** THE DATA follows **

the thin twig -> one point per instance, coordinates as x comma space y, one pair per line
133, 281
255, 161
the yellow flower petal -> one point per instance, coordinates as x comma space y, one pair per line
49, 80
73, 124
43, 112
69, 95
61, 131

** End of THE DATA **

◆ **EXERCISE DESCRIPTION**
Your task is to repeat each of the records above exactly.

◆ **PROBLEM SOLUTION**
the thin twig -> one point per instance, coordinates as x comma space y, one pair per line
133, 281
255, 161
the yellow flower petal -> one point per instance, coordinates as x comma space y, one pair per line
49, 80
73, 124
43, 112
69, 95
61, 131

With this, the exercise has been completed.